>>>
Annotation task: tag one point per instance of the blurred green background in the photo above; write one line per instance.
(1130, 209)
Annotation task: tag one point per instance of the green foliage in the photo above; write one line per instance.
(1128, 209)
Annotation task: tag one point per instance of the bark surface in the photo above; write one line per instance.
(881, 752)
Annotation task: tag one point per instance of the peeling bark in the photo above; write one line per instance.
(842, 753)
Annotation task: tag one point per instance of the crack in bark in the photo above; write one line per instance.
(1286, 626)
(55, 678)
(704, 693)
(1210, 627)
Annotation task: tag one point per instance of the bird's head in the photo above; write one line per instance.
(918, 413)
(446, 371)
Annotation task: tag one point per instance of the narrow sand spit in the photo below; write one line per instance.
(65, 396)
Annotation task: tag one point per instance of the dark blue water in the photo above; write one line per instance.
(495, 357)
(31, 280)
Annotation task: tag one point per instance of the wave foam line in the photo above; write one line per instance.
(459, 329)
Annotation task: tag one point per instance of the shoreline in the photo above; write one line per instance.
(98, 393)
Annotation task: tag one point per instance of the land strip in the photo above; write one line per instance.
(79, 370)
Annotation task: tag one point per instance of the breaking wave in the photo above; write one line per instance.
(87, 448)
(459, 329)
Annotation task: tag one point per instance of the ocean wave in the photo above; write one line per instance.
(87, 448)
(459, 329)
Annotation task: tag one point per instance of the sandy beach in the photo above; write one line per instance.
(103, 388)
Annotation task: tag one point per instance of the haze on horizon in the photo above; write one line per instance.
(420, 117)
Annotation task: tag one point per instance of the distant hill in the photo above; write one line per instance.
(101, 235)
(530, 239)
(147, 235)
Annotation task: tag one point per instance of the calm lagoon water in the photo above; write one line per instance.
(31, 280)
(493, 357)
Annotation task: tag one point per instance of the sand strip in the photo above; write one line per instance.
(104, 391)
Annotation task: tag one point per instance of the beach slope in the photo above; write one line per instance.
<<<
Set the records above down again. Match them exactly.

Annotation task: tag one point per instance of the blurred green background in the photo above; write one line per instance.
(1130, 209)
Annotation task: tag one point per instance of the green foliage in the photo above; write one line per instance.
(1128, 209)
Annotation task: tag one point per instance of the bark surface in the photo above; write one line per instance.
(881, 752)
Annotation task: tag one point per instance of the peeling bark in the photo above; write one line per instance.
(842, 753)
Annotation task: tag one point per instance of the crack in bark in the photo above; write one line per instance.
(1286, 626)
(55, 678)
(704, 693)
(1210, 627)
Annotation task: tag one point per instance of the bird's head in the photo above; write one line per instance.
(918, 413)
(446, 371)
Annotation task: tag one point per instance of the narrow sand spit in the photo below; write one line per instance.
(65, 396)
Annotation task: tag one point per instance of the dark blue water in the photo above; write one line per instance.
(495, 357)
(31, 280)
Annotation task: tag one point per instance of the wave foam line in the photo above; write one line per instance.
(459, 329)
Annotation task: tag one point per instance of the shoreline in the photo above; write one line per instance.
(98, 393)
Annotation task: tag one point per instance of the land strip in the photo above; write one line per instance.
(79, 370)
Annotation task: tag one point per instance of the breaking wave in the photo above; write one line per instance.
(87, 448)
(459, 329)
Annotation task: tag one point per instance of the ocean wave in the photo above; write one line per instance.
(87, 448)
(459, 329)
Annotation task: tag one point per instance of the sandy beach in the photo above; write one line per instance.
(103, 388)
Annotation task: tag one point per instance of the haze on horizon in the photo above; write one line per instance.
(420, 117)
Annotation task: tag one point per instance of the distant hill in the photo above; write one line per instance.
(101, 235)
(530, 239)
(147, 235)
Annotation task: tag one point per instance of the calm lagoon water in the photo above; write one line per instance.
(31, 280)
(493, 357)
Annotation task: tag one point per instance of the sand strip in the photo above; write one line per instance.
(104, 391)
Annotation task: tag one point per instance of the beach slope in the photo above; write one line per instance.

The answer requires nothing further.